PROBLEM REQUIREMENTS → Would you count the lines below that contain the string "object" and reply with that number only?

-- -- --

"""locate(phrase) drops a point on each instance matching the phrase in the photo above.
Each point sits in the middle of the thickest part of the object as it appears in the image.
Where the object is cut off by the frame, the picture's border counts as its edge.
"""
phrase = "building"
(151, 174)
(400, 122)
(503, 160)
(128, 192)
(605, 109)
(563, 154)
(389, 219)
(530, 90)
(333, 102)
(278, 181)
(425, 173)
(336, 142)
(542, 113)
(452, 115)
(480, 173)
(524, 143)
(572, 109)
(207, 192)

-- -- --

COMPLETED TASK → 2